• **Excerpted text**
_ _ _

I have never had the desire or need to kill a Mountain Lion, nor really, a Wolf. In my thirty-seven years of adult hunting and outdoor work, I have seen perhaps a dozen lions, treasuring each and every experience. In the past year, all that changed. “Need” overcame the emotional perspective, and the question is why?

During the last thirteen years, with the children raising sheep, goats and chickens as 4-H projects, nary a one did we lose to any predation. Not one. But the dynamics of a perceived “balance” changed the previous equation. Last January 4th, our youngest son, then 11 by but three days, ran excitedly into the house yelling that there was a lion in the goat pen. He claimed breathlessly that as he was about to toss hay over the 6′ fence, the creature had been in the doorway to the barn on top of a goat.

I strapped on my boots and hurriedly rushed up the hill to the barn with a 12 gauge loaded with buckshot. To my later chagrin, upon seeing nothing, I presumed the cat had left. Chambering a round but convinced he was gone, I entered the barn and six feet away was a very upset lion. As he snarled, I fired. In a matter of a second, I aged about ten years and he aged no more. Why?

I called Fish and Game, as the kill was surely legal but equally unlicensed. Shortly after the call came the arrival, and the cat was removed. “Okay”, I thought. “A once in a Blue Moon event. An old cat pressed for food, and it was just one of those desperate times bring desperate measures things…”

A week later, I was outside on the porch having morning coffee in the dark at about 5:30 a.m.. Perhaps it was fifteen degrees or so, and the sky was ablaze with stars. Then I heard this screaming and cries guttural that went on for perhaps a minute or two, followed by silence. Normalcy had returned. After a few hours, I gunned up and strolled down through the snow and thickets of the riparian zone and found the cause of the morn’s commotion. A dead cow elk and a mess of wolf tracks. Whatever. But I had never heard that sort of noise before, that terror frantically voiced emitted when you are being ripped apart as certain death sets in. I know it’s natural - I just hadn’t yet experienced it. Rifle shots are different.

Then this past September came upon us, and with it an even more unusual surprise. We had placed an older sheep staked out, eating grasses near the barn. We had put him out about 6:30 a.m. and about ten o’clock, went back up to check his water. It did not matter. The sheep had been killed and partially consumed. The neck had the tell-tale marks of a lion attack upon them.

Licensed this time, I set about that evening to deal with this new problem. Right at sunset the lion returned, and at about fifty feet, shot him dead. This cat was not old at all, and weighed almost 170 pounds. Later skull measurements had him but 1/8th of an inch short from making the Boone and Crockett record book. This was a large, healthy lion that had attacked and killed livestock almost in our yard. Two lion attacks in nine months and none in the thirteen years before? What the hey……….?

_ _ _

• **Material**
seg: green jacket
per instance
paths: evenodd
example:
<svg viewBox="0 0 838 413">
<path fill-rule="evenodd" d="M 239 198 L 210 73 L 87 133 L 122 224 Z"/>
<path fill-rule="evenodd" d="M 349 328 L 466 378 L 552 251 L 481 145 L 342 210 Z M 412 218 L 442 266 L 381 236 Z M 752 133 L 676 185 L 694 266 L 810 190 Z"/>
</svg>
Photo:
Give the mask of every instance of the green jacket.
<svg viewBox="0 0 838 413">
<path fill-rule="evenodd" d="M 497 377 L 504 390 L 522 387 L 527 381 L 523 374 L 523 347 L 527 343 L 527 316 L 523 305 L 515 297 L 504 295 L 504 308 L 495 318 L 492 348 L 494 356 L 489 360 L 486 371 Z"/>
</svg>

_ _ _

• **Tasks and exercises**
1. Decide whether each statement agrees with the text about the lion attacks. Answer yes or no for each and quote the words of the text that decide it.
(a) During thirteen years of 4-H projects, the family lost no animals to predators.
(b) The lion shot in September was an old cat.
(c) The narrator had a license when shooting the first lion in the barn.
2. Rewrite the records with "green jacket" swapped for "red umbrella", leaving everything else unchanged.

• **Answers to the problems**
1.
(a) Yes: "nary a one did we lose to any predation."
(b) No: "This cat was not old at all"
(c) No: "the kill was surely legal but equally unlicensed."

2.
seg: red umbrella
per instance
paths: evenodd
example:
<svg viewBox="0 0 838 413">
<path fill-rule="evenodd" d="M 239 198 L 210 73 L 87 133 L 122 224 Z"/>
<path fill-rule="evenodd" d="M 349 328 L 466 378 L 552 251 L 481 145 L 342 210 Z M 412 218 L 442 266 L 381 236 Z M 752 133 L 676 185 L 694 266 L 810 190 Z"/>
</svg>
Photo:
Give the mask of every instance of the red umbrella.
<svg viewBox="0 0 838 413">
<path fill-rule="evenodd" d="M 497 377 L 504 390 L 522 387 L 527 381 L 523 374 L 523 347 L 527 343 L 527 316 L 523 305 L 515 297 L 504 295 L 504 308 L 495 318 L 492 348 L 494 356 L 489 360 L 486 371 Z"/>
</svg>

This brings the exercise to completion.